*REQUIREMENT A:* From the interview with Enrique Baró, return the passage starting with "You can never" and going on through "could control fully.", copied word for word.
*REQUIREMENT B:* According to the interview with Enrique Baró, why did he organize a simple shoot instead of taking the usual route of production and grants? Answer in one to three sentences.
*REQUIREMENT C:*
Based on the interview with Enrique Baró, say whether each statement agrees with the text. Answer yes or no, and quote the deciding words.
(i) The film premiered in the New Waves section at Seville 2016.
(ii) The film won the top prize at the D'A Film Festival in Barcelona.
(iii) Baró calls himself a shy person.

*** Opening DOCUMENT SECTION ***

Enrique Baró • Director
“For me, film was a place of salvation”
- At long last, La película de nuestra vida, the feature debut by Enrique Baró, is being released in Spain, after being presented at the Seville Film Festival and screening at Barcelona's D'A
La película de nuestra vida [+see also:
interview: Enrique Baró
film profile] straddles the border between fiction and documentary, featuring nostalgia and cinephilia as its unifying elements. It was premiered in the New Waves section at Seville 2016, picked up a Special Mention at the recent D’A Film Festival in Barcelona and is now being released in Spanish theatres, distributed by Márgenes. Here, Enrique Baró, its director, screenwriter, producer and editor, lifts the lid on several aspects of the movie.
Cineuropa: In Spain, do you either have to self-produce or not make films at all?
Enrique Baró: I realised that if I went down the usual path of production and grants, I would end up losing the will to shoot, so as this was such a small film, I was overcome by a surge of courage – or recklessness – and I organised a simple shoot: we ended up making a film in the same way that my family used to record the images from their lives. It came about almost by chance, and people came on board the project in a natural, selfless way. This is one of the strong points of the system as well as one of the obstacles: we were able to make this film, but another debate would be whether or not this system is sustainable.
Why use your own family as a storyline?
You can never have enough movies that talk about experiences: it’s an inexhaustible gold mine. Jaime Gil de Biedma used to say that the only theme there is is “me and the passage of time”. I’m a shy person, and I’m surprised that I shot such a personal and autobiographical movie: it’s made up of elements that I could control fully.

*** Closing DOCUMENT SECTION ***
*** Opening MATERIAL SUPPLIED ***

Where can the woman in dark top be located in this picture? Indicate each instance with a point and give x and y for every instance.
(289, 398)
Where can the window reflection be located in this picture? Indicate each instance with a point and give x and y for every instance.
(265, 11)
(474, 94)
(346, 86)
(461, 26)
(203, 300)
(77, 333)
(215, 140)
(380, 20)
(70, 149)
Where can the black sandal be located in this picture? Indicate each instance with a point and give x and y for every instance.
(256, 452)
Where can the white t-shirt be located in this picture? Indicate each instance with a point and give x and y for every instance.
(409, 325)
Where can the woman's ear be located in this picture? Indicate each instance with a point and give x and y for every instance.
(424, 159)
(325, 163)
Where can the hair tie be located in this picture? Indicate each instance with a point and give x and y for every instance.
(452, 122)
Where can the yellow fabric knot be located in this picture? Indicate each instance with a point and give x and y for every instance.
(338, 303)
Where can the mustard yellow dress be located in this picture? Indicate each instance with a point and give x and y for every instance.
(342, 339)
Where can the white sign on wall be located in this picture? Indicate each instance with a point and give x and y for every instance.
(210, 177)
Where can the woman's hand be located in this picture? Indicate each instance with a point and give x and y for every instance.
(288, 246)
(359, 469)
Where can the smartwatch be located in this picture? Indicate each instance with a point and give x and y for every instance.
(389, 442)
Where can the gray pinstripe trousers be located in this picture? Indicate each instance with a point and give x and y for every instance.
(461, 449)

*** Closing MATERIAL SUPPLIED ***
*** Opening MATERIAL SUPPLIED ***

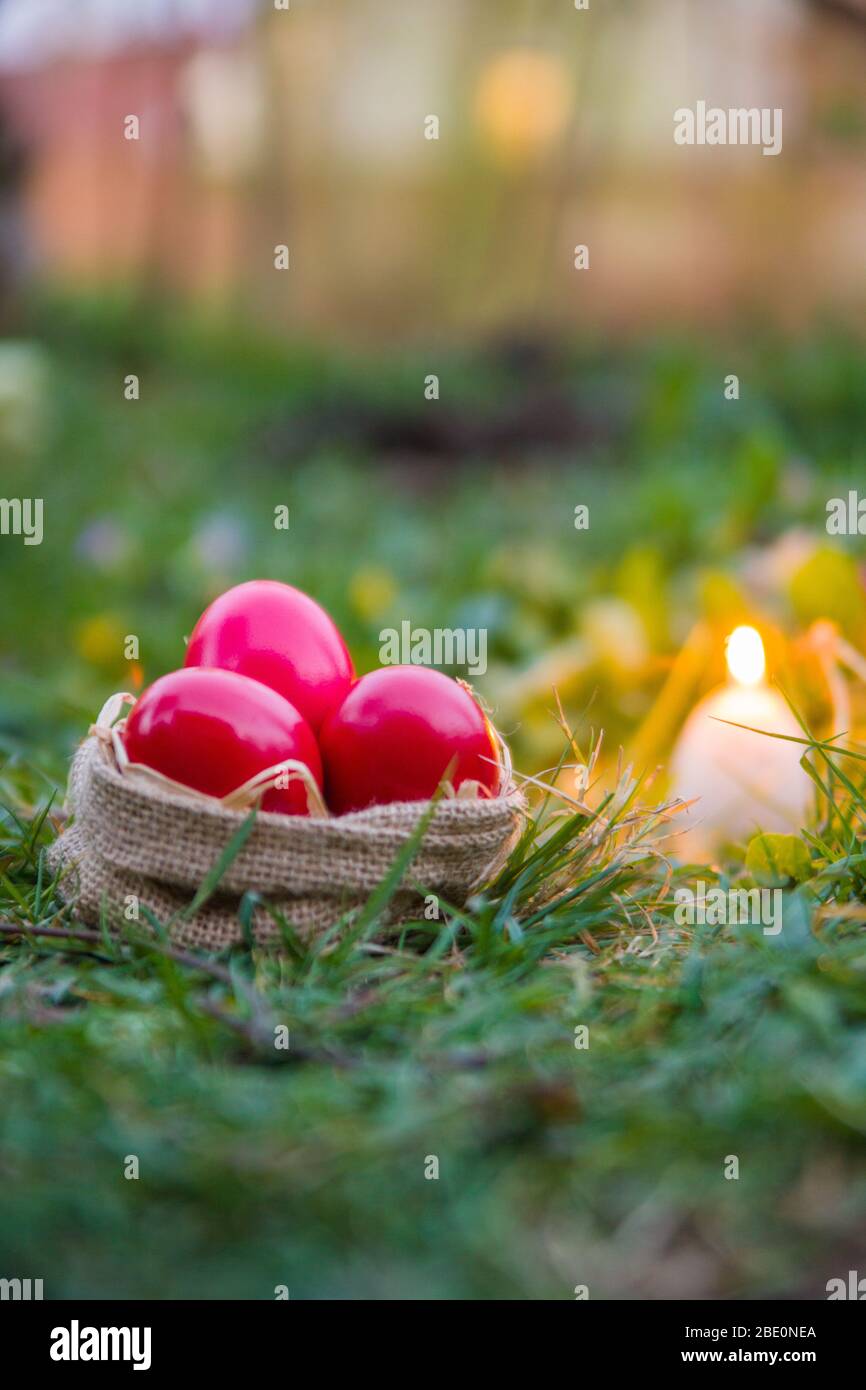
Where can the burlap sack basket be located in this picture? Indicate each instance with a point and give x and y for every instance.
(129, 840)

*** Closing MATERIAL SUPPLIED ***

*WRITTEN ANSWER A:*
You can never have enough movies that talk about experiences: it’s an inexhaustible gold mine. Jaime Gil de Biedma used to say that the only theme there is is “me and the passage of time”. I’m a shy person, and I’m surprised that I shot such a personal and autobiographical movie: it’s made up of elements that I could control fully.

*WRITTEN ANSWER B:* He realized that taking the usual path of production and grants would make him lose the will to shoot. Because it was such a small film, he felt a surge of courage, or recklessness, and organized a simple shoot instead.

*WRITTEN ANSWER C:*
(i) Yes: "It was premiered in the New Waves section at Seville 2016"
(ii) No: "picked up a Special Mention at the recent D’A Film Festival in Barcelona"
(iii) Yes: "I’m a shy person"